• **Task set**
1. Copy the passage of the engine rebuild thread that begins at the words "I would pull" and stops after the words "rings to seat.".
2. In the engine rebuild thread, the post signed by Chuck names parts it would be a good time to replace. List all of them.
-- BEGIN Text segment --
Im just looking at what i should do to set my self up for sucess in the long term and not shoot myself in the foot right now.
 
11s here u come

I think u should do the cam as well that way when it goes back in the car u dont have to take it out right away u dont want the cam going flat or timing chain to break will be more costly do the few upgrades ur gonna do and u will be on your way to what u want with the execption of a good conv and a tranny rebuild good luck;)
 
I think u should do the cam as well that way when it goes back in the car u dont have to take it out right away u dont want the cam going flat or timing chain to break will be more costly do the few upgrades ur gonna do and u will be on your way to what u want with the execption of a good conv and a tranny rebuild good luck;)

I'm going to agree with you except learn some spelling and punctuation please. I'm a little older and most of have trouble reading posts that are run together or have bad spelling. I suck at it myself but I do try to make it readable.:biggrin:

Doing the heads and going with a roller cam will save lots of headache but will cost $$. But the alternative is a flat cam and trash in the oil. I'll be running a flat tappet but I have some additional things I'm going to do so it shuldn't give me a problem.
 
I would pull the heads, at the least do a valve job on them with gasket port match. Sure would be a good time to replace the rings and all the bearings, oil and water pump. Will need to hone the bores to take the glaze off for the new rings to seat.

Chuck
 
already have a oil cover set up from earl brown, new water pump is on the shelf.....Im just not sure where i want this to go. I mean yea the motor is out and why not replace stuff, but before i know it ill be having the block dipped and to a machine shop and all that jazz.:confused: Im trying to do all the reading i can, and dont want to do anything too fancy.
 
already have a oil cover set up from earl brown, new water pump is on the shelf.....Im just not sure where i want this to go. I mean yea the motor is out and why not replace stuff, but before i know it ill be having the block dipped and to a machine shop and all that jazz.:confused: Im trying to do all the reading i can, and dont want to do anything too fancy.
-- END Text segment --
-- BEGIN Material supplied --
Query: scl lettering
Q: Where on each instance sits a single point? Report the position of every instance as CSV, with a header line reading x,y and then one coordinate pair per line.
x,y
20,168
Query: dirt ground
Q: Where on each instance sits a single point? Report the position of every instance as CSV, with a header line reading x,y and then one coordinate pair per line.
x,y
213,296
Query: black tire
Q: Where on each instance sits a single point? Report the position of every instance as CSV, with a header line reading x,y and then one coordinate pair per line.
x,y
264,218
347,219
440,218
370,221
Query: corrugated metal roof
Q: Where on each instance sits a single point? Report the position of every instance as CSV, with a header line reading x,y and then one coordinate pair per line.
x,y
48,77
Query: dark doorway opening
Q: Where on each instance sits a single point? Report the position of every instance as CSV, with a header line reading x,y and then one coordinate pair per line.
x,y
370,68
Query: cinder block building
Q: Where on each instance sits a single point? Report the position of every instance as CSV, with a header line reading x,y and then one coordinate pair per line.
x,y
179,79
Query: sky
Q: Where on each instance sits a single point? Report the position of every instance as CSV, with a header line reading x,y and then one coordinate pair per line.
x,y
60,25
-- END Material supplied --
• **Answers for the exercise**
1.
I would pull the heads, at the least do a valve job on them with gasket port match. Sure would be a good time to replace the rings and all the bearings, oil and water pump. Will need to hone the bores to take the glaze off for the new rings to seat.

2.
- Rings
- All the bearings
- Oil pump
- Water pump